| WHAT IS NEEDED |
Please repeat exactly the lines below from the one containing "positive clicks: (199, 358)" down to the one containing "box: [457, 70, 499, 118]", both included, and nothing else.

| DATASET ENTRIES |
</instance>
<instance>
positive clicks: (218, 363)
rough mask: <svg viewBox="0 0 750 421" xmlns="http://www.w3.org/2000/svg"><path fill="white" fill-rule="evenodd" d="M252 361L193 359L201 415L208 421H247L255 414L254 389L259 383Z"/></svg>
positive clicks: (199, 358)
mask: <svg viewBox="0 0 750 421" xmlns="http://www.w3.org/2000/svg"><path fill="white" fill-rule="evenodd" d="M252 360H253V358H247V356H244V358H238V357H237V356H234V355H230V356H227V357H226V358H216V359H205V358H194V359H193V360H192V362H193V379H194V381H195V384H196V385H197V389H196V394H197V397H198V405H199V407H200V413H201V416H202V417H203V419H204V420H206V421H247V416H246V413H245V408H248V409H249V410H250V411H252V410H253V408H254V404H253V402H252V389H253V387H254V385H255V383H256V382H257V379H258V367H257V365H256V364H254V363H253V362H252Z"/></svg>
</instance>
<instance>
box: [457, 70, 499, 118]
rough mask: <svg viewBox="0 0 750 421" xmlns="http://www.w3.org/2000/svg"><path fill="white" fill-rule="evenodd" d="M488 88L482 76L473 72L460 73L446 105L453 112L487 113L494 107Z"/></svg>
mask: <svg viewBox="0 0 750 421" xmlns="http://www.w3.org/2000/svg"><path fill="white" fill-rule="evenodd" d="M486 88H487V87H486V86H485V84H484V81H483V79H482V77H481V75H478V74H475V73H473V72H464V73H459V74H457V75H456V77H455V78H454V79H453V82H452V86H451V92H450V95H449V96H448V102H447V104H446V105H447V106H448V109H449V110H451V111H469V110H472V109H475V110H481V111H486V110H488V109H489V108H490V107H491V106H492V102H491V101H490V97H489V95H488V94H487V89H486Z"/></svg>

| RESPONSE |
positive clicks: (199, 358)
mask: <svg viewBox="0 0 750 421" xmlns="http://www.w3.org/2000/svg"><path fill="white" fill-rule="evenodd" d="M252 360H253V358H247V356H244V358H238V357H237V356H234V355H230V356H227V357H226V358H216V359H205V358H194V359H193V360H192V362H193V379H194V381H195V384H196V385H197V389H196V394H197V397H198V405H199V407H200V413H201V416H202V417H203V419H204V420H206V421H247V416H246V413H245V408H248V409H249V410H250V411H252V410H253V408H254V404H253V402H252V389H253V387H254V385H255V383H256V382H257V379H258V367H257V365H256V364H254V363H253V362H252Z"/></svg>
</instance>
<instance>
box: [457, 70, 499, 118]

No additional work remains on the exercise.